TEXTE À ANALYSER:
^^^^^^^^^^^^^^^^

Genève, 21 novembre 2025 – Le Comité international de la Croix-Rouge (CICR), principale organisation humanitaire neutre et indépendante active dans les zones de conflit, a annoncé ce jeudi une cure d’austérité sans précédent : son budget 2026 sera réduit de 17 %, passant de 2,2 milliards à 1,8 milliard de francs suisses (environ 1,92 milliard d’euros). Cette décision s’accompagne de la suppression de près de 2 900 postes à travers le monde, soit environ un tiers de ses effectifs totaux, qui comptaient un peu plus de 20 000 collaborateurs (expatriés et personnel local compris) fin 2024.
Cette restructuration massive intervient alors que le nombre de conflits armés atteint des niveaux records depuis la Seconde Guerre mondiale et que les besoins humanitaires explosent : plus de 120 millions de personnes déplacées dans le monde, des famines déclarées ou imminentes au Soudan du Sud, en Somalie ou à Gaza, des bombardements incessants en Ukraine, en Syrie, au Yémen ou en République démocratique du Congo. Paradoxalement, c’est au moment où le CICR est le plus sollicité qu’il doit réduire la voilure.
« Nous sommes confrontés à une baisse significative et durable des contributions volontaires de nombreux gouvernements donateurs traditionnels », a expliqué la présidente du CICR, Mirjana Spoljaric, lors d’une conférence de presse au siège genevois. Parmi les raisons invoquées : les priorités budgétaires nationales tournées vers la défense (les dépenses militaires mondiales ont dépassé 2 400 milliards de dollars en 2024 selon l’Institut international de recherche sur la paix de Stockholm), les conséquences économiques durables de la pandémie de Covid-19, l’inflation, ainsi que la multiplication des crises internes (migrations, catastrophes climatiques) qui absorbent les budgets d’aide publique au développement.
Les principaux donateurs du CICR – États-Unis, Union européenne et ses États membres, Suisse, Royaume-Uni, Allemagne, Suède, Norvège, Canada – ont globalement réduit ou gelé leurs contributions en termes réels depuis 2023. Certains pays, confrontés à des changements politiques ou à des contraintes budgétaires, ont même diminué de manière significative leurs versements. À cela s’ajoute une érosion du soutien du secteur privé et des dons individuels, en partie liée à la « fatigue compassionnelle » du public face à l’accumulation des crises.

^^^^^^^^^^^^^^^^

DONNÉES DISPONIBLES:
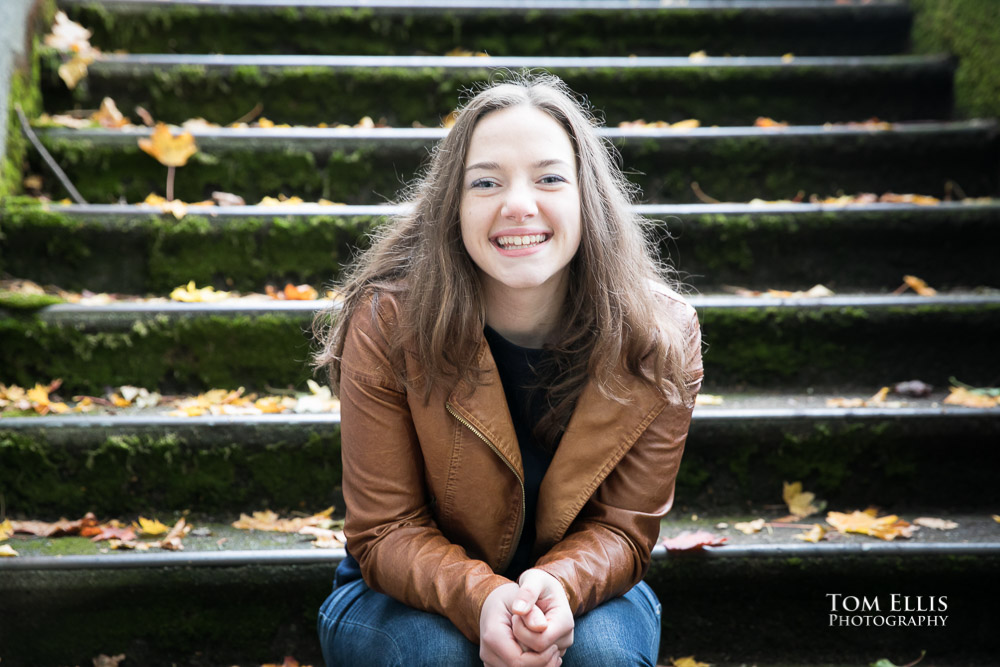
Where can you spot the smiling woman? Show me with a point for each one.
(516, 382)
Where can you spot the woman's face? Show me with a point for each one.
(520, 211)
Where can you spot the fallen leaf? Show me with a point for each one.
(708, 399)
(970, 398)
(688, 661)
(814, 534)
(171, 151)
(750, 527)
(191, 294)
(919, 286)
(801, 503)
(935, 523)
(868, 523)
(688, 541)
(914, 388)
(123, 533)
(151, 527)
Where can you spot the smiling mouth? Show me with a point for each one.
(520, 241)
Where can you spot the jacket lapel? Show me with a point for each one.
(486, 410)
(598, 435)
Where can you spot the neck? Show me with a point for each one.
(527, 317)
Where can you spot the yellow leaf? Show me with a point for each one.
(171, 151)
(800, 503)
(151, 526)
(964, 397)
(191, 294)
(814, 534)
(935, 523)
(688, 661)
(919, 286)
(868, 523)
(750, 527)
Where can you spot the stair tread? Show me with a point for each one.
(976, 533)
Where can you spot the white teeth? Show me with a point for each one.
(520, 241)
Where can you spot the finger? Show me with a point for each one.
(529, 640)
(525, 599)
(535, 619)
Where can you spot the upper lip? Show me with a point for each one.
(519, 231)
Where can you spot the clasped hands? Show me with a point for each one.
(528, 624)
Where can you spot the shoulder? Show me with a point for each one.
(673, 306)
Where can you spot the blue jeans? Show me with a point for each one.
(361, 628)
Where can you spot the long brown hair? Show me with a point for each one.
(610, 322)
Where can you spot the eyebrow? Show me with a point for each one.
(494, 166)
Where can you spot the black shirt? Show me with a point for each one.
(518, 367)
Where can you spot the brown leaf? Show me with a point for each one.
(688, 541)
(868, 523)
(171, 151)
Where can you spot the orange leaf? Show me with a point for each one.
(688, 541)
(171, 151)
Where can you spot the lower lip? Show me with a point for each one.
(520, 251)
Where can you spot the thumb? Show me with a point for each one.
(526, 597)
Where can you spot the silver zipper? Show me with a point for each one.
(524, 501)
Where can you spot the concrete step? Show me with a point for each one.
(134, 249)
(407, 89)
(857, 341)
(255, 596)
(918, 454)
(499, 27)
(370, 166)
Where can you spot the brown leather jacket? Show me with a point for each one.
(435, 494)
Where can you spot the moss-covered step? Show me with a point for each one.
(216, 607)
(137, 250)
(916, 458)
(858, 341)
(408, 89)
(370, 166)
(497, 27)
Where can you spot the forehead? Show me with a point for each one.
(521, 132)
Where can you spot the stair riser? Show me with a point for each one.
(843, 249)
(119, 470)
(726, 169)
(192, 29)
(753, 347)
(719, 609)
(310, 95)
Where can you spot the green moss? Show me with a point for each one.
(116, 474)
(360, 31)
(966, 29)
(21, 301)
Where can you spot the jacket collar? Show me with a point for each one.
(598, 435)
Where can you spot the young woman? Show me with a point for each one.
(516, 384)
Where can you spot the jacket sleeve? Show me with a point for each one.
(606, 550)
(389, 526)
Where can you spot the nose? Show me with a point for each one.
(520, 203)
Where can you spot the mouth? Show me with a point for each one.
(519, 241)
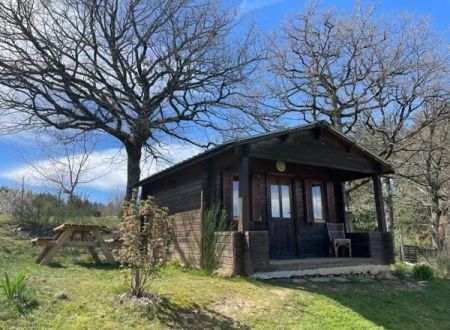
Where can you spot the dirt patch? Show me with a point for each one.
(241, 304)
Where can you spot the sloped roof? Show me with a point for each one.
(255, 138)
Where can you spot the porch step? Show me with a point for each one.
(311, 263)
(320, 267)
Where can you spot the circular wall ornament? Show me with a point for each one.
(281, 166)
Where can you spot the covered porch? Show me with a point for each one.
(287, 192)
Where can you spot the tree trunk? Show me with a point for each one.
(435, 222)
(388, 190)
(134, 155)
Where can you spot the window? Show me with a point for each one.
(236, 209)
(280, 201)
(317, 201)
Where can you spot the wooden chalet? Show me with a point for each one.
(280, 190)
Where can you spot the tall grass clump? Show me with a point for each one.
(423, 272)
(214, 220)
(16, 293)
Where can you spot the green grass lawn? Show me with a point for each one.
(74, 293)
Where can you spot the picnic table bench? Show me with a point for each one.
(72, 235)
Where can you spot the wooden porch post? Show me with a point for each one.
(244, 200)
(379, 204)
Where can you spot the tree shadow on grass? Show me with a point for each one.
(190, 317)
(94, 265)
(55, 264)
(391, 304)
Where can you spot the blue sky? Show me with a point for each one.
(267, 15)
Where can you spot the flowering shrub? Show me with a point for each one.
(146, 241)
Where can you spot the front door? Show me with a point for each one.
(281, 218)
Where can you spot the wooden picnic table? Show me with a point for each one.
(72, 235)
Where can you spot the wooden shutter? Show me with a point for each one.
(299, 203)
(331, 202)
(308, 199)
(258, 198)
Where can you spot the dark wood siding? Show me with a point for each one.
(306, 149)
(312, 240)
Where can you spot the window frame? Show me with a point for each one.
(280, 181)
(321, 184)
(235, 178)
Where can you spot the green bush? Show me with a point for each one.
(215, 219)
(423, 272)
(15, 292)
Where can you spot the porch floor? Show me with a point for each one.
(284, 268)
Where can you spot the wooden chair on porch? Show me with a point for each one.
(336, 233)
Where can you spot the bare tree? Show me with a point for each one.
(65, 163)
(426, 163)
(341, 67)
(367, 75)
(139, 70)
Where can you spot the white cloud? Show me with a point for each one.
(107, 166)
(247, 6)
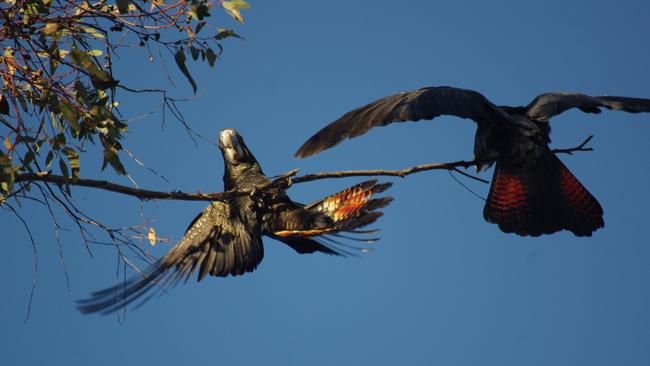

^^^^^^^^^^^^^^^^

CONSIGNE:
Poursuivez, s'il vous plaît, l'article sur les coupes budgétaires du CICR à partir de sa dernière phrase.

RÉPONSE:
L’Assemblée du CICR – organe suprême composé exclusivement de 15 à 25 membres suisses cooptés – a validé ce plan de rigueur à une large majorité. Les 2 900 suppressions de postes seront réalisées principalement par des départs volontaires, le non-renouvellement de contrats à durée déterminée et le non-remplacement de postes vacants. Le CICR a promis qu’aucun licenciement sec n’aurait lieu et que des mesures d’accompagnement social seraient mises en place, y compris pour le personnel local dans des pays où le chômage est déjà dramatique.
Les délégations les plus touchées seront celles opérant dans des contextes de crise prolongée mais où d’autres acteurs humanitaires (ONG, agences onusiennes, Croix-Rouge/Croissant-Rouge nationaux) peuvent partiellement prendre le relais. À l’inverse, le CICR affirme vouloir préserver au maximum ses opérations dans les zones les plus inaccessibles et dangereuses : prisons en Syrie ou au Yémen, zones tenues par des groupes armés non étatiques, régions où il est pratiquement la seule organisation présente.
« Le CICR reste déterminé à intervenir en première ligne des conflits, là où peu d’autres peuvent ou veulent opérer », a insisté Mirjana Spoljaric. « Mais la réalité financière nous impose des choix déchirants. Nous devons concentrer nos ressources sur ce qui est vital et déléguer ou arrêter ce qui est moins critique. »
Au-delà des mesures internes, la présidente du CICR a profité de cette annonce pour adresser un message politique sans détour : « Pendant que les budgets militaires augmentent presque partout, les financements humanitaires stagnent ou régressent. C’est un choix politique aux conséquences humaines dramatiques. Investir dans la prévention des conflits et dans l’aide humanitaire, c’est éviter des coûts humains et financiers bien plus élevés demain. »
Ce cri d’alarme fait écho aux difficultés rencontrées par d’autres grandes organisations. L’UNRWA (agence onusienne pour les réfugiés palestiniens) a déjà supprimé des milliers de postes en 2024-2025 après la suspension des financements de plusieurs pays. Le Programme alimentaire mondial (PAM) a dû réduire de moitié ses rations dans plusieurs camps de réfugiés. OCHA, le bureau de coordination humanitaire de l’ONU, estime que seulement 38 % des besoins humanitaires mondiaux étaient financés en 2025 – un record historiquement bas.